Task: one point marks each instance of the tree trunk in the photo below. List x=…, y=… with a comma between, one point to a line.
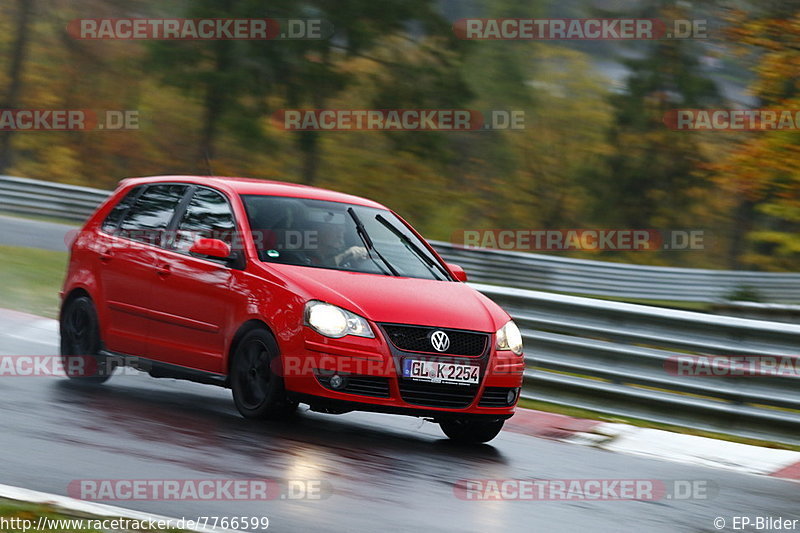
------------------------
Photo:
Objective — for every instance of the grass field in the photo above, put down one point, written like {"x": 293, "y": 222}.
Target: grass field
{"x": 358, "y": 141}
------------------------
● ACTIVITY
Find and count the lines of the data that include the string "point", and report that figure by itself.

● SOLUTION
2